# Article:
======
AirBnB makes most of its money in Vancouver from rentals of homes that no one lives in, according to research by a UBC geography undergraduate.
Iain Marjoribanks produced the study on Airbnb as a student research project for the School of Community and Regional Planning at UBC.
He found 77% of Airbnb’s corporate revenue in Vancouver comes from units that are rented so frequently, it is unlikely the hosts even live there.
Of course, it stands to reason that empty homes being rented out all the time would make Airbnb more money than occasional renters.
But, Marjoribanks says, those empty homes account for 53% of listings in the city and Vancouver’s top Airbnb hosts rent dozens of units across town.
“The majority of Airbnb listings in Vancouver are taking housing away from residents,” Marjoribanks told Daily Hive by email. “If every Airbnb in Vancouver were rented as a long-term rental, the city’s vacancy rate would rise from 0.8% to 2.0%.”
======
# Entries provided:
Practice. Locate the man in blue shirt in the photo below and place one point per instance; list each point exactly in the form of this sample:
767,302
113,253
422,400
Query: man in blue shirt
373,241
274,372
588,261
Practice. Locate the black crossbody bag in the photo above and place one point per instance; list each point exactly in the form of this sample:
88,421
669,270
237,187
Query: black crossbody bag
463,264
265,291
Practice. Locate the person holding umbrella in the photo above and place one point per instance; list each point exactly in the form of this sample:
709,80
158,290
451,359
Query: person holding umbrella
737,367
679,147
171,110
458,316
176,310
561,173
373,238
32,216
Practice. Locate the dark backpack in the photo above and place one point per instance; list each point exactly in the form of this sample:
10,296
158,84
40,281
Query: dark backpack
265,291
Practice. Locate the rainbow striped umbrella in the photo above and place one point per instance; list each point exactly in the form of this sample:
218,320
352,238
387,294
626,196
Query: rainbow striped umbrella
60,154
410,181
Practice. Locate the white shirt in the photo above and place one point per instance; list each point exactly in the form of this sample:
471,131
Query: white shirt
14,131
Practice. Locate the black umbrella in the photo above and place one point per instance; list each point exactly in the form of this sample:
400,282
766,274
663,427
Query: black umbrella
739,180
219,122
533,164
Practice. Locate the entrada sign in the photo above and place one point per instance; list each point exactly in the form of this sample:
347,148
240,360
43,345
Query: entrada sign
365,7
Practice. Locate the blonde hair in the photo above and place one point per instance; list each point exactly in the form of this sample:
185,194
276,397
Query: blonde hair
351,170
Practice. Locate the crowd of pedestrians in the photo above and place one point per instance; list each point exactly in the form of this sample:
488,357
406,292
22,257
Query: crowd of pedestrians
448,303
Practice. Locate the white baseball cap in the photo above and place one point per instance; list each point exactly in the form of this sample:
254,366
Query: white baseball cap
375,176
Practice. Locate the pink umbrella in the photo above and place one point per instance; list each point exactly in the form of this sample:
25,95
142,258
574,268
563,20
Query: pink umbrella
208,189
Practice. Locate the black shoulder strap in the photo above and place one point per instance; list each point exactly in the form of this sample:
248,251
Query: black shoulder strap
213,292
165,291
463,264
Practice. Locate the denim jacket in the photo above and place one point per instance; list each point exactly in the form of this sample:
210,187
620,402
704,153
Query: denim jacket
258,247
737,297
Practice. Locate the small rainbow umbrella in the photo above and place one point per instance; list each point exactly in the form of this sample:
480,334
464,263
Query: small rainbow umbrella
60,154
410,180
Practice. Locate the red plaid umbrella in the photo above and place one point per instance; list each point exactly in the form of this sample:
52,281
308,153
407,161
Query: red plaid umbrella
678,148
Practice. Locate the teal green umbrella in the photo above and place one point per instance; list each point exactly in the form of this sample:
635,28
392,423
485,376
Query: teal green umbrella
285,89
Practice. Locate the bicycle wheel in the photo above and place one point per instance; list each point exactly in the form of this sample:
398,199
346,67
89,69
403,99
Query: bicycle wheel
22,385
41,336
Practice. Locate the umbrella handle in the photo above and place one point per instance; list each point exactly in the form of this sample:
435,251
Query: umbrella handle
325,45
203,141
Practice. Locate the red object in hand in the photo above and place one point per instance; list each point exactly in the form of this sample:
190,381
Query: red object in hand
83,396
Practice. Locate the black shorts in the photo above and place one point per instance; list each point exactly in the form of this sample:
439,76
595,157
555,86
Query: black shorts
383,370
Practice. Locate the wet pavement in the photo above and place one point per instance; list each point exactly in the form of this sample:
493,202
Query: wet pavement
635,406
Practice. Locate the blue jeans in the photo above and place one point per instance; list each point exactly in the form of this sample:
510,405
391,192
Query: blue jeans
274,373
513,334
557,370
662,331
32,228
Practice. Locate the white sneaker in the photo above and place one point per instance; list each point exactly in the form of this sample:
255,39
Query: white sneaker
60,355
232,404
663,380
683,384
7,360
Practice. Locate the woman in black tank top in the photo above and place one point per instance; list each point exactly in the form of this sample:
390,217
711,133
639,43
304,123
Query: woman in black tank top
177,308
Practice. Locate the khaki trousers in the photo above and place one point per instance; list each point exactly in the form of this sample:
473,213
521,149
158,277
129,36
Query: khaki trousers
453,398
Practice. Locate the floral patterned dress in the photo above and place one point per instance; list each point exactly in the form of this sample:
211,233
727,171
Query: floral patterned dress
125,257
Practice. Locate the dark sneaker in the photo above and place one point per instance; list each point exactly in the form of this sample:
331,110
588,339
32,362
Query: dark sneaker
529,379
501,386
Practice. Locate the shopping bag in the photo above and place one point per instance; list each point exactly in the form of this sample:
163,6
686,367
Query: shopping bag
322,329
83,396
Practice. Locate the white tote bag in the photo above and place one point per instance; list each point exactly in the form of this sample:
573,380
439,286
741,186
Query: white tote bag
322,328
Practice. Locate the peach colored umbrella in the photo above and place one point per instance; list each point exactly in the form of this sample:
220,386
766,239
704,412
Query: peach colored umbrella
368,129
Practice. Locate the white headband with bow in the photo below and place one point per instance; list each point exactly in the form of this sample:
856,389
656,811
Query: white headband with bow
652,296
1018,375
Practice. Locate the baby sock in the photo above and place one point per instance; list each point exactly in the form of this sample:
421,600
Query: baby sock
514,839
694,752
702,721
======
# Directives:
1. Rewrite the part of the Airbnb article between "Iain Marjoribanks produced" and "units across town.", inclusive, swapping "empty homes" for "vacant homes".
2. Translate this sentence from the Airbnb article into Spanish: "Iain Marjoribanks produced the study on Airbnb as a student research project for the School of Community and Regional Planning at UBC."
Work from the Airbnb article and nothing else.

# Expected results:
1.
Iain Marjoribanks produced the study on Airbnb as a student research project for the School of Community and Regional Planning at UBC.
He found 77% of Airbnb’s corporate revenue in Vancouver comes from units that are rented so frequently, it is unlikely the hosts even live there.
Of course, it stands to reason that vacant homes being rented out all the time would make Airbnb more money than occasional renters.
But, Marjoribanks says, those vacant homes account for 53% of listings in the city and Vancouver’s top Airbnb hosts rent dozens of units across town.

2. Iain Marjoribanks realizó el estudio sobre Airbnb como proyecto de investigación estudiantil para la Escuela de Planificación Comunitaria y Regional de la UBC.